» Data for review:
--- START ---

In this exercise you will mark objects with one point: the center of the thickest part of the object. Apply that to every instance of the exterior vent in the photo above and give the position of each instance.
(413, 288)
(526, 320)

--- END ---
--- START ---

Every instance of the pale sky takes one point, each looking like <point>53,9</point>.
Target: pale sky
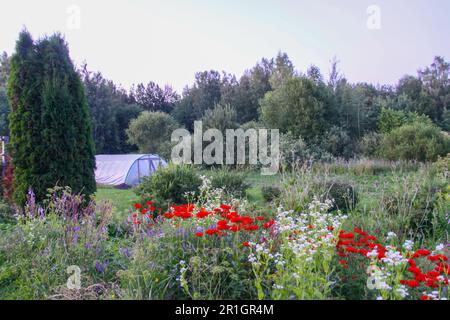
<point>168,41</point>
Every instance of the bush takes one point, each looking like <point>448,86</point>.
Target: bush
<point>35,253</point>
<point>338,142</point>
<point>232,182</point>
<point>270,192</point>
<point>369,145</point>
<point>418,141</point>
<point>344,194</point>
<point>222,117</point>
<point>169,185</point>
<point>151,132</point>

--- END ---
--- START ---

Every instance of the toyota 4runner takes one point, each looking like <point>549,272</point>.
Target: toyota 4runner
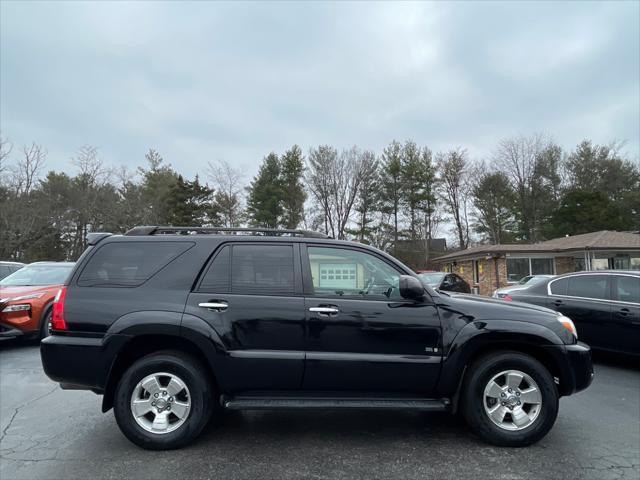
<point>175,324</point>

--- END ---

» Task details: Lines containing the word "takes" in the entries above should be counted, and only that number given.

» Answer space: 3